Devgan joined Magma Design Automation in 2005, where he held various roles such as Corporate Vice President and General Manager of the company's Custom Design Business Unit. During his seven years at Magma, he "initiated and brought to market multiple new products in the areas of circuit simulation, analog mixed-signal design, physical verification, library characterisation and 3D extraction among others."

===Cadence Design Systems===
In 2012, Devgan joined Cadence Design Systems, a software development company based in San Jose, California that focuses on tools to aid in chip design. Holding a number of senior leadership roles, he initially served as executive vice president and general manager of the company's Digital & Signoff Group and System Verification Group.

He was named Cadence president in November 2017. The role gave him oversight of Cadence’s EDA products, as well as corporate strategy, marketing and business development. Devgan joined the Cadence board of directors in August 2021, and in December 2021 he was promoted to CEO. He succeeded Lip-Bu Tan. Devgan had established Cadence's Intelligent System Design strategy by 2022, focusing on incorporating artificial intelligence and machine learning into the company's products and software platforms. Under Devgan, in 2022 the Cadence Giving Foundation donated $3.7 million to various initiatives, and the following year, Cadence invested $50 million in a racial equity fund managed by the Royal Bank of Canada and Global Asset Management.

Information =>
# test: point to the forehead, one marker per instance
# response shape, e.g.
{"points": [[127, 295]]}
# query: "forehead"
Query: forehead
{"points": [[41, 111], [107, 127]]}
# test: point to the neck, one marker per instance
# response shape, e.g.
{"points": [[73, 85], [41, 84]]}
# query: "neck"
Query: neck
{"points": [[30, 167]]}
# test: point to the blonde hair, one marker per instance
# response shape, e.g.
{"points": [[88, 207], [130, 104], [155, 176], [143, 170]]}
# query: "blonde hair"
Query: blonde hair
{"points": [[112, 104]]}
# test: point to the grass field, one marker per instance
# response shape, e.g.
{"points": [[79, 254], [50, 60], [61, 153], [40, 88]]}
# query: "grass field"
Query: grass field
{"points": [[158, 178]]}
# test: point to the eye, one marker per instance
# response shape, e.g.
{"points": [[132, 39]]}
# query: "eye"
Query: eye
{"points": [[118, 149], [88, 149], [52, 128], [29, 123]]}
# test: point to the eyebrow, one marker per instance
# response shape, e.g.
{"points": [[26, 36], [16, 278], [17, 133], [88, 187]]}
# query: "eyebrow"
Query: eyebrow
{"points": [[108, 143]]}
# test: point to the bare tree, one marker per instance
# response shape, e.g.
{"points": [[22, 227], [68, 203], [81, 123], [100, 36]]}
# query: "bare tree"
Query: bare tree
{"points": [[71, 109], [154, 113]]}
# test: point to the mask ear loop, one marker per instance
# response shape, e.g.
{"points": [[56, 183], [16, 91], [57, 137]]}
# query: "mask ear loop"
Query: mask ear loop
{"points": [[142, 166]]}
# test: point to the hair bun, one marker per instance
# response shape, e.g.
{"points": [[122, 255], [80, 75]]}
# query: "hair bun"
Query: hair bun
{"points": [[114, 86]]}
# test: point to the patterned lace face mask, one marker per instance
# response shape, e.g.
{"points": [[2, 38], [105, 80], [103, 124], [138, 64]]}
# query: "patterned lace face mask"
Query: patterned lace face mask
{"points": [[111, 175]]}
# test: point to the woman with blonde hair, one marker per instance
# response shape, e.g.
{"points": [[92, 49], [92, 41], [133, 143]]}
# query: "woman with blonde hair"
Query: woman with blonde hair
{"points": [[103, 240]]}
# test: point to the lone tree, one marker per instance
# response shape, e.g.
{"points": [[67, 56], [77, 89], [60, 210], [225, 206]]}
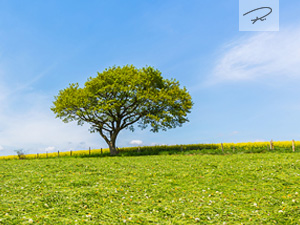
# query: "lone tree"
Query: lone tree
{"points": [[121, 96]]}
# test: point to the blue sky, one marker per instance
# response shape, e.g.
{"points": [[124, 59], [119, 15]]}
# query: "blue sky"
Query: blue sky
{"points": [[244, 85]]}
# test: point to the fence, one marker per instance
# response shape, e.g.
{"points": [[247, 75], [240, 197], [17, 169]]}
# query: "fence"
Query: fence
{"points": [[222, 148]]}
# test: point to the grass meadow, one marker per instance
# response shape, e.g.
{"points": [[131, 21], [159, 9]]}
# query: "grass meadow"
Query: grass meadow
{"points": [[160, 189]]}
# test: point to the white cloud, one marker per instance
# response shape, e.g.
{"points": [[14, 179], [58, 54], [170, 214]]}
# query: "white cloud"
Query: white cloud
{"points": [[264, 55], [136, 142]]}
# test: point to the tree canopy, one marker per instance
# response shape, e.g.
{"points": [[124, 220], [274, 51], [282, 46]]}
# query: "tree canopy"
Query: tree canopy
{"points": [[119, 97]]}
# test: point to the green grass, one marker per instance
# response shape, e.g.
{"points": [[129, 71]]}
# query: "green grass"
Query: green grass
{"points": [[166, 189]]}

Work instruction 1 =>
Summarize the excerpt on Devgan's career in two sentences.
Work instruction 2 =>
According to the excerpt on Devgan's career, in what month and year was Devgan promoted to CEO of Cadence?
Work instruction 3 =>
Retype the passage from the excerpt on Devgan's career starting with "Devgan joined Magma" and going on through "System Verification Group.".

Worked solution 1 =>
Devgan joined Magma Design Automation in 2005, where he held roles including Corporate Vice President and General Manager of its Custom Design Business Unit and brought multiple new products to market. He joined Cadence Design Systems in 2012, was named president in November 2017, and was promoted to CEO in December 2021, succeeding Lip-Bu Tan.

Worked solution 2 =>
December 2021

Worked solution 3 =>
Devgan joined Magma Design Automation in 2005, where he held various roles such as Corporate Vice President and General Manager of the company's Custom Design Business Unit. During his seven years at Magma, he "initiated and brought to market multiple new products in the areas of circuit simulation, analog mixed-signal design, physical verification, library characterisation and 3D extraction among others."

===Cadence Design Systems===
In 2012, Devgan joined Cadence Design Systems, a software development company based in San Jose, California that focuses on tools to aid in chip design. Holding a number of senior leadership roles, he initially served as executive vice president and general manager of the company's Digital & Signoff Group and System Verification Group.